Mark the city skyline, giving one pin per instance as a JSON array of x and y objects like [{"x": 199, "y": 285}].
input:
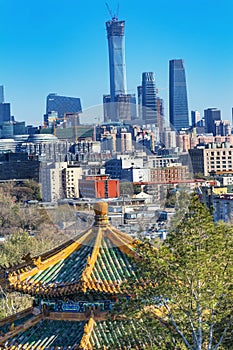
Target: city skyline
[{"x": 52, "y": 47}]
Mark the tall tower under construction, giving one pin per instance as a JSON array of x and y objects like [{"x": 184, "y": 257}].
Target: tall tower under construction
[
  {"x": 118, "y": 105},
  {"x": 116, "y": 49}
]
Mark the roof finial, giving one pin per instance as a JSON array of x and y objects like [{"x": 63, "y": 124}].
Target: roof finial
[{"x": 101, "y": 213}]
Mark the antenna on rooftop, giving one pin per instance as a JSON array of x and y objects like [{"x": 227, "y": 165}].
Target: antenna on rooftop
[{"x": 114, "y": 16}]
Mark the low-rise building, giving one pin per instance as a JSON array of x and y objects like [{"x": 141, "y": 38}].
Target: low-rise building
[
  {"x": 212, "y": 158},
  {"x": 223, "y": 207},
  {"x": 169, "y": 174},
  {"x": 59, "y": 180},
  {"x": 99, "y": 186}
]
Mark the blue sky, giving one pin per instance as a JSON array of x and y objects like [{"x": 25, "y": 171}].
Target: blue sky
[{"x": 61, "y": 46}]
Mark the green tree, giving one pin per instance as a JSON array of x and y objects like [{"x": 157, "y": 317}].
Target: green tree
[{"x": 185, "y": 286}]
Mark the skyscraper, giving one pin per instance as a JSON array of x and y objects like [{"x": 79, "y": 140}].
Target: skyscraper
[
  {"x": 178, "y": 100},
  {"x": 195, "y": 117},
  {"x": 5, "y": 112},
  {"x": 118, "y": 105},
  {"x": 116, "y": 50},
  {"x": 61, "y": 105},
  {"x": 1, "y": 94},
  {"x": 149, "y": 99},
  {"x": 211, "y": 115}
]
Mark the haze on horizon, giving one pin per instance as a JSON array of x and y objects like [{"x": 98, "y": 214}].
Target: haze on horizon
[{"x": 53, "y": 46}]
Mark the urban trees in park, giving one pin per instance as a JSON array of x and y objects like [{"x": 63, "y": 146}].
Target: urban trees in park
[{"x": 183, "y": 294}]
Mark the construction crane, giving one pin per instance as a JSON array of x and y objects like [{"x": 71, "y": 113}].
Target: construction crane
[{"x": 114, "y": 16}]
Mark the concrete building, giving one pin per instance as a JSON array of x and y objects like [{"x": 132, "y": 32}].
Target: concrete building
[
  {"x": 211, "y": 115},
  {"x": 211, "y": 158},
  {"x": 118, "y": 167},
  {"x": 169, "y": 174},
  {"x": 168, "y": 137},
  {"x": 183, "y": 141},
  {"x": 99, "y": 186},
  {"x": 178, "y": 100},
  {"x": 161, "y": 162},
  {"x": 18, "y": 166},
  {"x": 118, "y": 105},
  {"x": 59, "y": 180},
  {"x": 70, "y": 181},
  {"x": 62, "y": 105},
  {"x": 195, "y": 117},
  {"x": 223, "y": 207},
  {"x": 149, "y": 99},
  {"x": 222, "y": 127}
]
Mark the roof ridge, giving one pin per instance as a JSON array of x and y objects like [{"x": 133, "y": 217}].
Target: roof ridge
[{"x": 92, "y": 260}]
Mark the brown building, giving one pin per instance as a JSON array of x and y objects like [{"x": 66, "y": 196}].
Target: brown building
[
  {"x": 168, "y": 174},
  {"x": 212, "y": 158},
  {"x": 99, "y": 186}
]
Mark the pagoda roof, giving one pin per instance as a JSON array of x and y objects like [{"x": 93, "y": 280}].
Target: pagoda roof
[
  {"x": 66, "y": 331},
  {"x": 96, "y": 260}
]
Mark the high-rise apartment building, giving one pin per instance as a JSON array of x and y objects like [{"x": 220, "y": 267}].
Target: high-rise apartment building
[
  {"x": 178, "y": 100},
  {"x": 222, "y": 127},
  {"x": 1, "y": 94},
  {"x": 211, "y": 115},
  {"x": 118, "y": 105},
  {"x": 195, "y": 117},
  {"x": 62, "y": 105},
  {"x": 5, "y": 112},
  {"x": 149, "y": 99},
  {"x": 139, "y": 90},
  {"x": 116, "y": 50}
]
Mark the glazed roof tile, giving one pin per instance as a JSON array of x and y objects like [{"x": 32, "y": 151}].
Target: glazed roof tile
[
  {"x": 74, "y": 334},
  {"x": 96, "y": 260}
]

• PROBLEM TO WORK ON: Retype the records from the line that contains "Mark the glazed" through the end of the records, reproducing each line without any change.

• ANSWER BELOW:
Mark the glazed roof tile, giving one pin per instance as a JSON array of x and y objects like [{"x": 32, "y": 151}].
Target: glazed roof tile
[
  {"x": 74, "y": 334},
  {"x": 96, "y": 260}
]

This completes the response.